* **Material provided**:
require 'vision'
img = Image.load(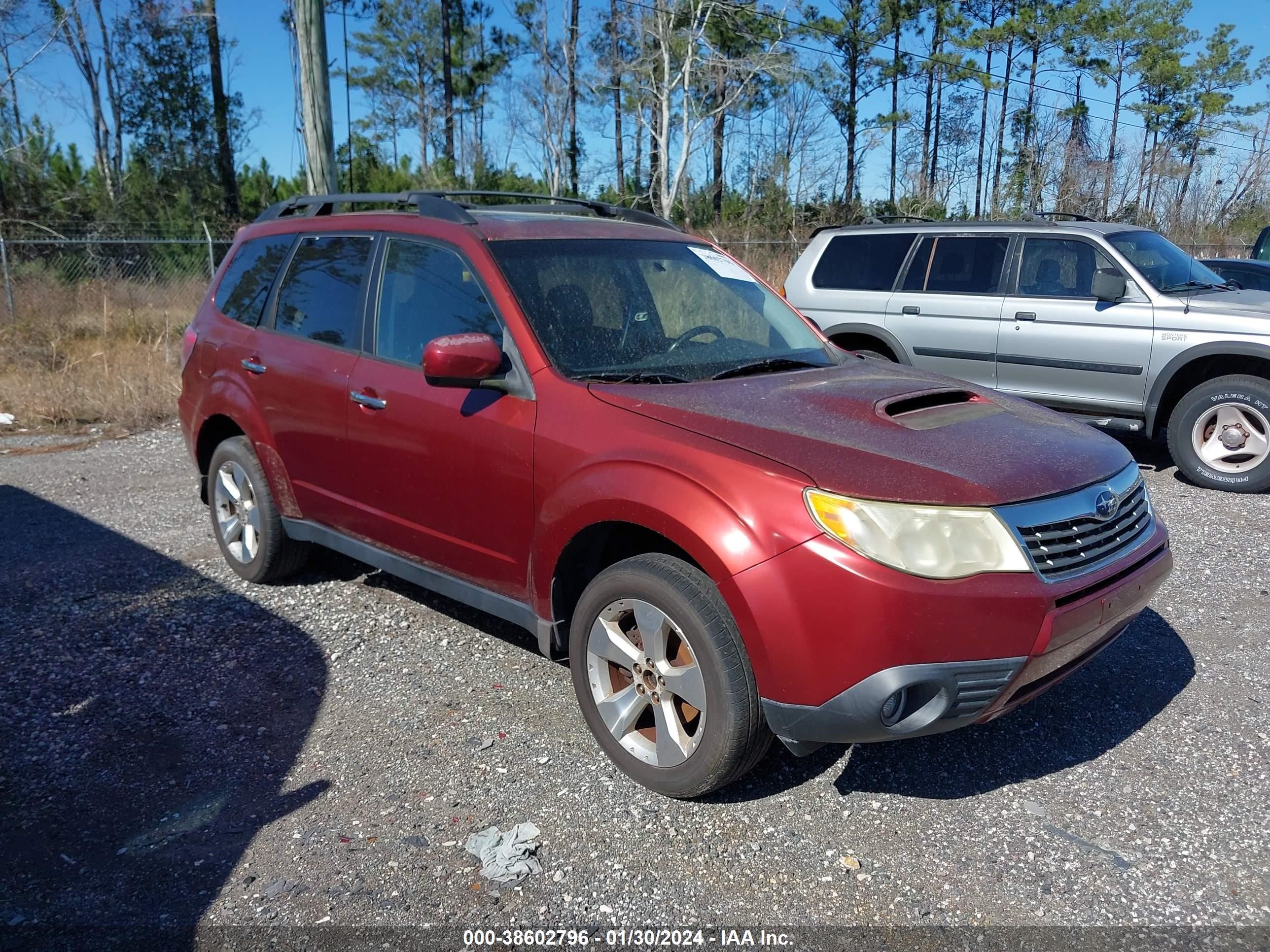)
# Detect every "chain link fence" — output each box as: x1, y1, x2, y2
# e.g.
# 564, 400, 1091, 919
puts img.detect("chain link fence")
0, 231, 232, 325
0, 226, 1248, 325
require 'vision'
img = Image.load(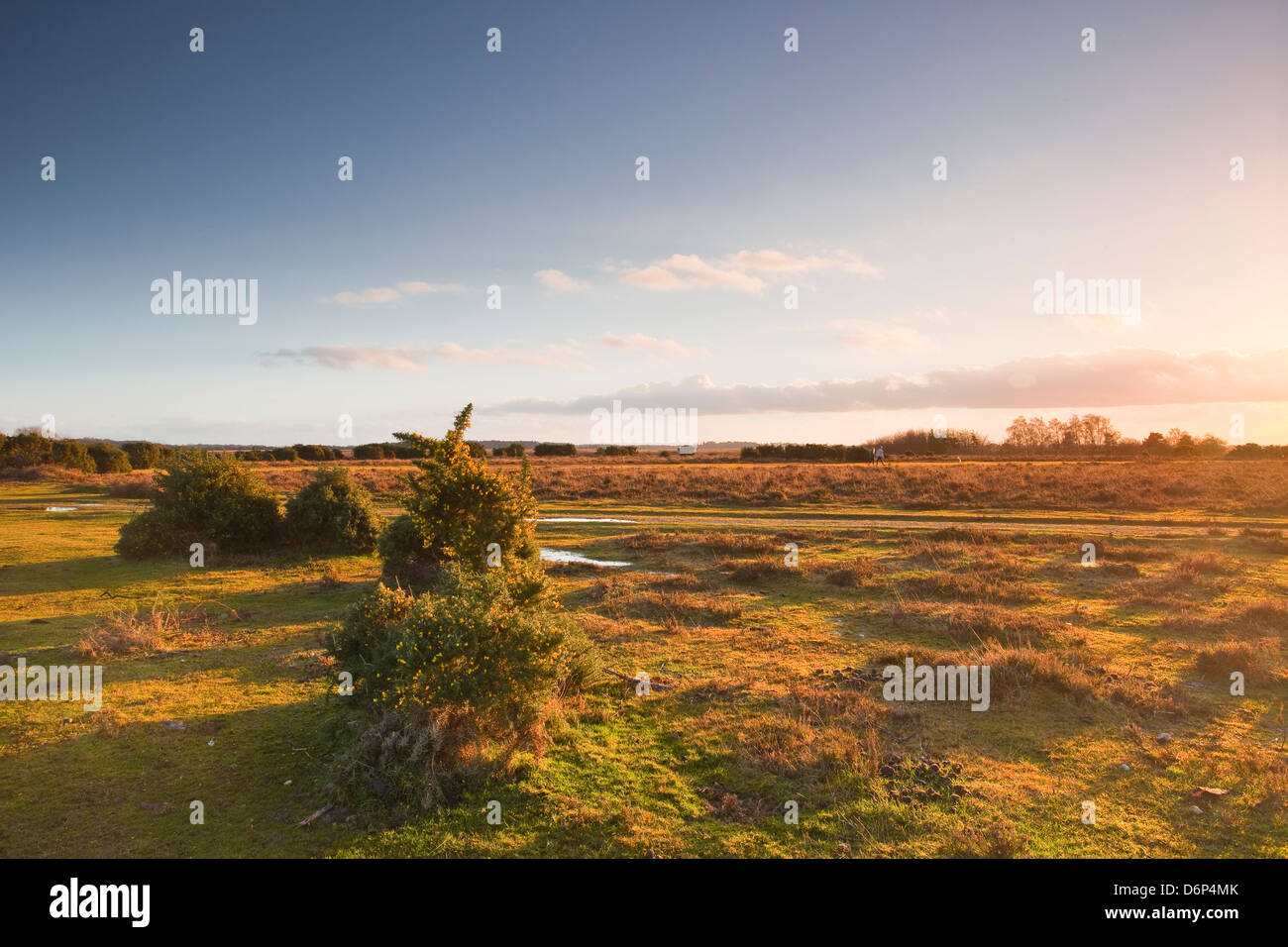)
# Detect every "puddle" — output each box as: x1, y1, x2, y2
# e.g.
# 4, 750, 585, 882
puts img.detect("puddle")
536, 517, 636, 525
541, 549, 630, 569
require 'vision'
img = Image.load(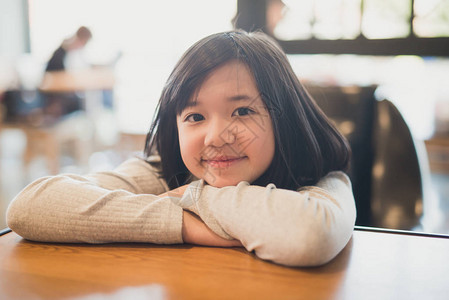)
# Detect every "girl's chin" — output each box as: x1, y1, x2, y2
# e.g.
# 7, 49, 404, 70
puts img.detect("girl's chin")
204, 178, 247, 188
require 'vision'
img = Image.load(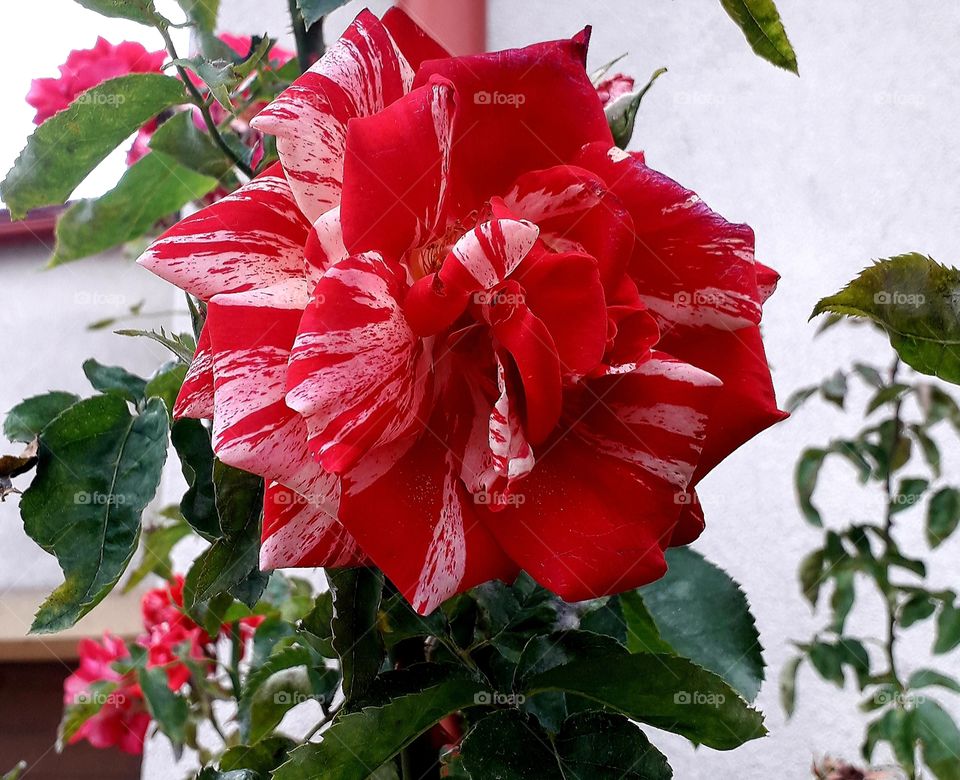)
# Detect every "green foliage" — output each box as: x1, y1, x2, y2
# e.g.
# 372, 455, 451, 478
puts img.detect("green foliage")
780, 330, 960, 778
20, 395, 167, 633
812, 252, 960, 384
0, 74, 186, 219
720, 0, 799, 75
50, 152, 216, 266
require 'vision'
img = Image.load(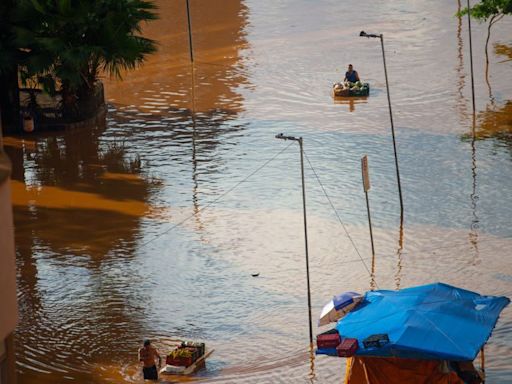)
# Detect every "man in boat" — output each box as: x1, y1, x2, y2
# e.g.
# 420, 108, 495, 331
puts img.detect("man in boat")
345, 64, 359, 83
139, 339, 162, 380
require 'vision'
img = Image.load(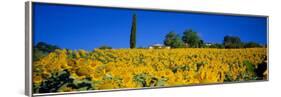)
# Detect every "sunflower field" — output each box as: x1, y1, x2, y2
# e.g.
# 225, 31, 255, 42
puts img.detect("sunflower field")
32, 48, 267, 93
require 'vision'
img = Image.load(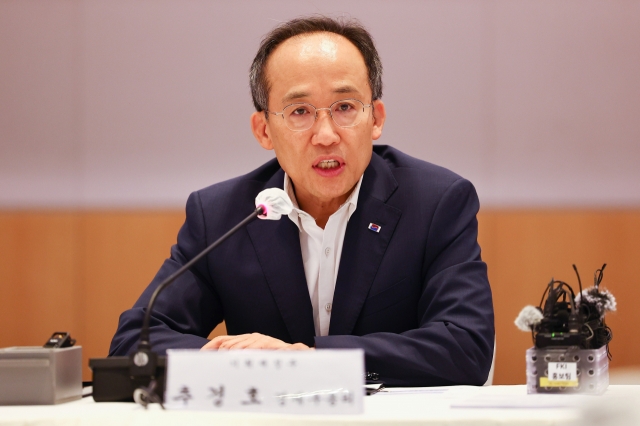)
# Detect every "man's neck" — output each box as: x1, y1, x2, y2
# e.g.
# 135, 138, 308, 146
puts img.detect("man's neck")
291, 181, 357, 229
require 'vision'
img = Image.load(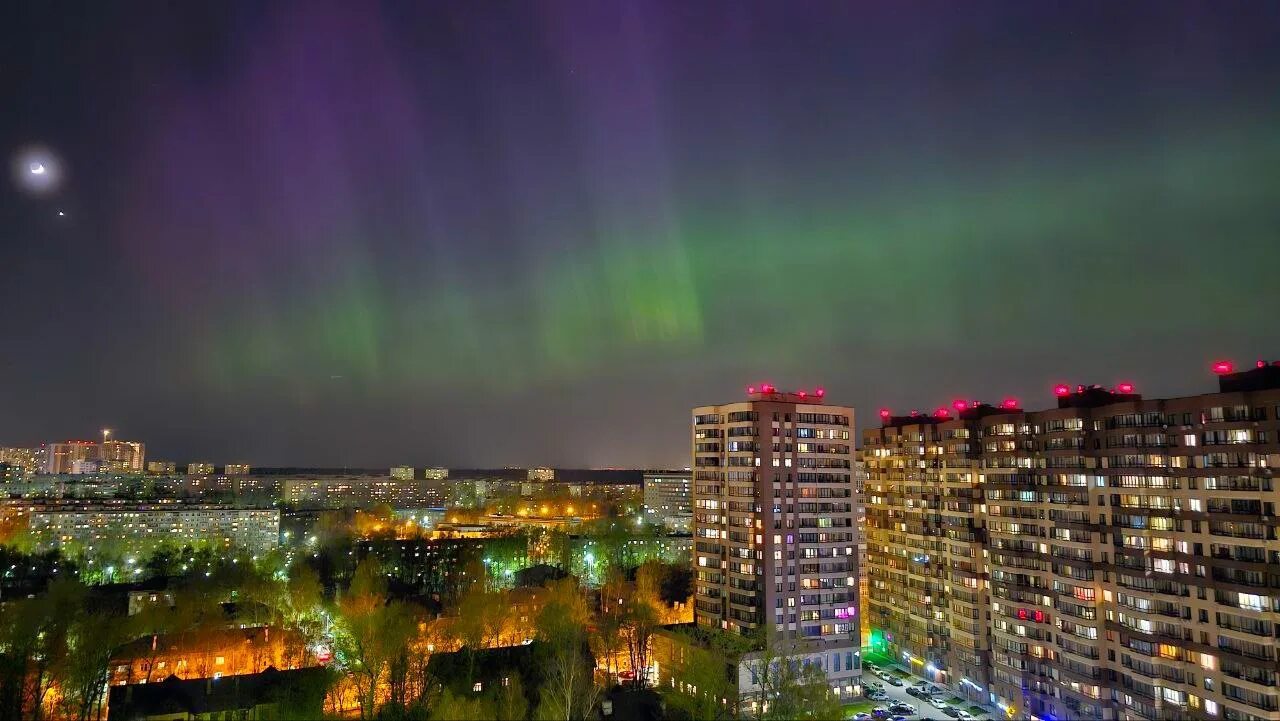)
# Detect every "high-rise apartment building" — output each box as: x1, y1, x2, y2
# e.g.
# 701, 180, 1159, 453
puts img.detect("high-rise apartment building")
863, 361, 1280, 721
45, 441, 101, 475
100, 439, 146, 473
691, 384, 860, 694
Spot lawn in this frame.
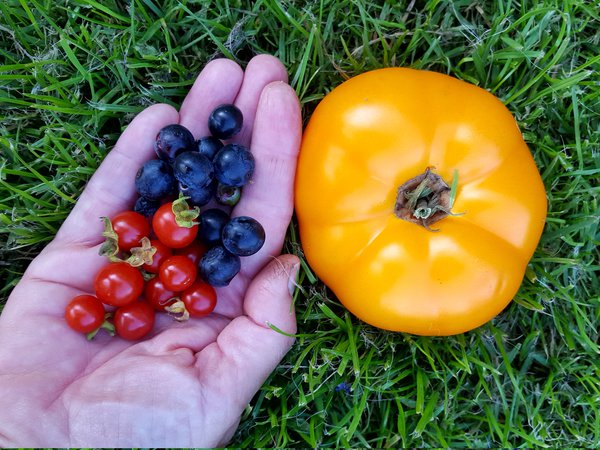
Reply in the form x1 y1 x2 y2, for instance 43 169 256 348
0 0 600 448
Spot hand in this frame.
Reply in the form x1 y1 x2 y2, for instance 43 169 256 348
0 55 301 447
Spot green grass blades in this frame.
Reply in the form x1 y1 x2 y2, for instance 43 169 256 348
0 0 600 447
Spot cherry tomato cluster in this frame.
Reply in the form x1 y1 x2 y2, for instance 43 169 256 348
65 209 217 340
65 105 265 340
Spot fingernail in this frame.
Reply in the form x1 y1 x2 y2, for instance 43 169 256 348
288 263 300 296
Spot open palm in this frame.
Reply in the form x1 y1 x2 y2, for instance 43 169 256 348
0 55 301 447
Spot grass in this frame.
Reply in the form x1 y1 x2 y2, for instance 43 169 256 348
0 0 600 447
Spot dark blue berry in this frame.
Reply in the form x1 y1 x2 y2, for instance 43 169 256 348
133 197 160 217
221 216 265 256
208 105 244 139
213 144 255 187
198 208 229 246
154 124 196 164
179 183 216 206
196 136 223 161
199 245 242 287
215 183 242 206
135 159 177 200
173 152 214 189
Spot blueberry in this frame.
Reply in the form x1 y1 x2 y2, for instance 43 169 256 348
215 183 242 206
133 197 160 217
196 136 223 161
179 182 217 206
208 105 244 139
173 152 214 189
135 159 177 200
154 124 195 164
199 245 242 287
213 144 255 187
198 208 229 246
221 216 265 256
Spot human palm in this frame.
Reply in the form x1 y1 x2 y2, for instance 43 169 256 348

* **Exercise instructions**:
Write out, word for word, the line containing "Spot cherry tomato cluster in this frame." and every line after it to the end of the data above.

* **Solved exercise**:
Spot cherry tomato cluster in this frame.
Reply in the form x1 y1 x2 y2, for instance 43 169 256 348
65 209 217 340
65 105 265 340
Spot fingernail in this frame.
Reply in the form x1 y1 x2 y2, for instance 43 169 256 348
288 263 300 296
Spot open palm in this frame.
Reply in the form x1 y1 x2 y2, for instance 43 169 256 348
0 55 301 447
Spot grass in this frame.
Reply in the form x1 y1 x2 y2, for instance 43 169 256 348
0 0 600 447
Spot dark blue berry in this frame.
Reply in the form x1 y1 x2 y2, for instance 43 169 256 348
133 197 160 217
221 216 265 256
208 105 244 139
213 144 255 187
198 208 229 246
154 124 196 164
179 183 216 206
196 136 223 161
199 245 242 287
215 183 242 206
135 159 177 200
173 152 214 189
Spot blueberry in this frame.
Reply in the form x1 y1 x2 y2, for instance 43 169 256 348
215 183 242 206
133 197 160 217
196 136 223 161
179 182 217 206
208 105 244 139
173 152 214 189
135 159 177 200
154 124 195 164
199 245 242 287
213 144 255 187
198 208 229 246
221 216 265 256
Spot human palm in this frame.
Reply in the form x1 y1 x2 y2, for instance 43 169 256 348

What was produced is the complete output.